> [To do]:
Return all of the data that follows precisely, leaving every image out.

> [Excerpted data]:
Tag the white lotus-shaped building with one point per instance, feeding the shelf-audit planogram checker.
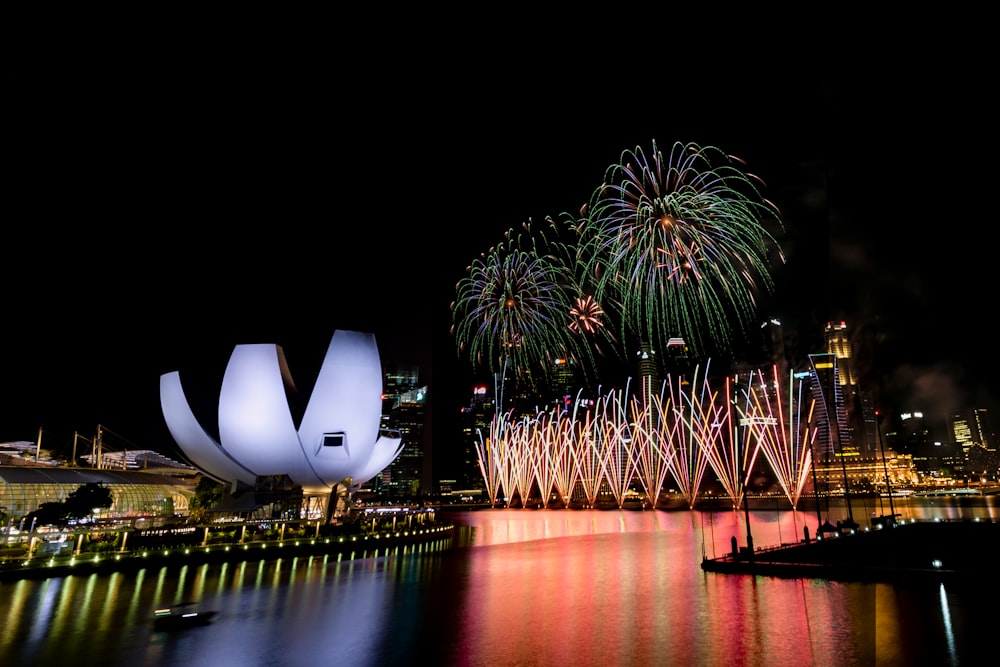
(337, 443)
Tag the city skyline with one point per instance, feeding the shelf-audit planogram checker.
(299, 248)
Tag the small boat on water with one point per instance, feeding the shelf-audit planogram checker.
(180, 616)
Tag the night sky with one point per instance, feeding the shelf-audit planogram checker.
(152, 227)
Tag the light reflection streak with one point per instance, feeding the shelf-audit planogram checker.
(948, 633)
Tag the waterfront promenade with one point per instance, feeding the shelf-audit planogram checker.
(365, 544)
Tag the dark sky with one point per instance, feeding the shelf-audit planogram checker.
(155, 222)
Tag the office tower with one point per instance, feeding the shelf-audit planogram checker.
(397, 379)
(562, 382)
(831, 415)
(969, 428)
(408, 475)
(648, 370)
(860, 423)
(475, 421)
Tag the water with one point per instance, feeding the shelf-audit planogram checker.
(521, 587)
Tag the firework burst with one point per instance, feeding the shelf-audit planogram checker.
(514, 306)
(680, 243)
(586, 315)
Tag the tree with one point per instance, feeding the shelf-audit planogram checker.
(81, 503)
(207, 494)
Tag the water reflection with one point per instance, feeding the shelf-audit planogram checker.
(520, 587)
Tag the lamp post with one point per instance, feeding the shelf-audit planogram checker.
(746, 471)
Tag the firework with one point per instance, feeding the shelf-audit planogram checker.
(513, 309)
(586, 315)
(680, 244)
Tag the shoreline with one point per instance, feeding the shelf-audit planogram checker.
(355, 546)
(917, 550)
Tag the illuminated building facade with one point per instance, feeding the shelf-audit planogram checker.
(336, 445)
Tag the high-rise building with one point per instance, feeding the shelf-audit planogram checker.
(971, 428)
(475, 421)
(830, 415)
(860, 422)
(408, 475)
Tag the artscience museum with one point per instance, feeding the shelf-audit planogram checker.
(337, 445)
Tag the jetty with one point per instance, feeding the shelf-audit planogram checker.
(890, 552)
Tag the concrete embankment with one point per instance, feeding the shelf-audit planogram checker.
(346, 547)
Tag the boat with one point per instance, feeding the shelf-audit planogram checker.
(182, 615)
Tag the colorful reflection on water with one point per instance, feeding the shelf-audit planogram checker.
(521, 587)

> [Answer box]:
Tag the white lotus-shaped building with one point per instance, feeding the shelf-audit planogram checker.
(337, 443)
Tag the city skyline with one point per instance, feeding the shelf-audit planogram checker.
(299, 248)
Tag the small boat on water with one point per instance, feeding the shelf-audit planogram checker.
(180, 616)
Tag the night sky with one point per instance, feeding the shelf-audit planogram checker.
(152, 227)
Tag the light reflection streak with one point per instance, feeding the shelf-audit planogram checker.
(948, 633)
Tag the waterfront promenade with one point per instance, feeding the shelf-audit planogram checker.
(365, 544)
Tag the dark sky with one point per instance, feeding the shelf-audit planogram checker.
(155, 222)
Tag the office tower with one point per instance, feeding the shelf-audit planogram checker.
(397, 379)
(562, 382)
(831, 415)
(969, 428)
(408, 475)
(648, 370)
(860, 423)
(475, 421)
Tag the water with one point per instance, feeding the shelf-audit planogram checker.
(521, 587)
Tag the firework burst with one point per instance, feeding the shelf-audit planogram checker.
(514, 306)
(680, 243)
(586, 315)
Tag the tree with one point per instance, feeding the shelf-audit planogram checker.
(81, 503)
(207, 494)
Tag the water reflection with one point per instance, feeding the shelf-audit planogram checker.
(520, 587)
Tag the lamp post with one point per instance, feeding the shelf-audit planogram checker.
(746, 471)
Tag the firework with one point per instance, feeding the shelf-audit planogram checker.
(513, 309)
(586, 315)
(680, 244)
Tag the shoreline with one point per instance, feeding the shelf-audit planogram checker.
(355, 546)
(917, 550)
Tag the illuminated building facade with one point per instance, feeding the shelf-audit planogram checker.
(336, 445)
Tag the high-rise building with one point per instance, feeding the shelf-audit planogram checker.
(971, 428)
(475, 421)
(830, 415)
(860, 422)
(408, 475)
Tag the artscience museum with one point per instance, feeding the shelf-audit planogram checker.
(337, 445)
Tag the jetty with one point per instance, feeding the shelf-audit planogram checker.
(890, 552)
Tag the concrete embankment with one point per instance, feeding the shelf-audit planogram checker.
(346, 547)
Tag the boat with one point per instance, feeding the shelf-audit planogram checker.
(182, 615)
Tag the colorful reflection on water with one point per instance, feeding the shelf-audit planogram checker.
(521, 587)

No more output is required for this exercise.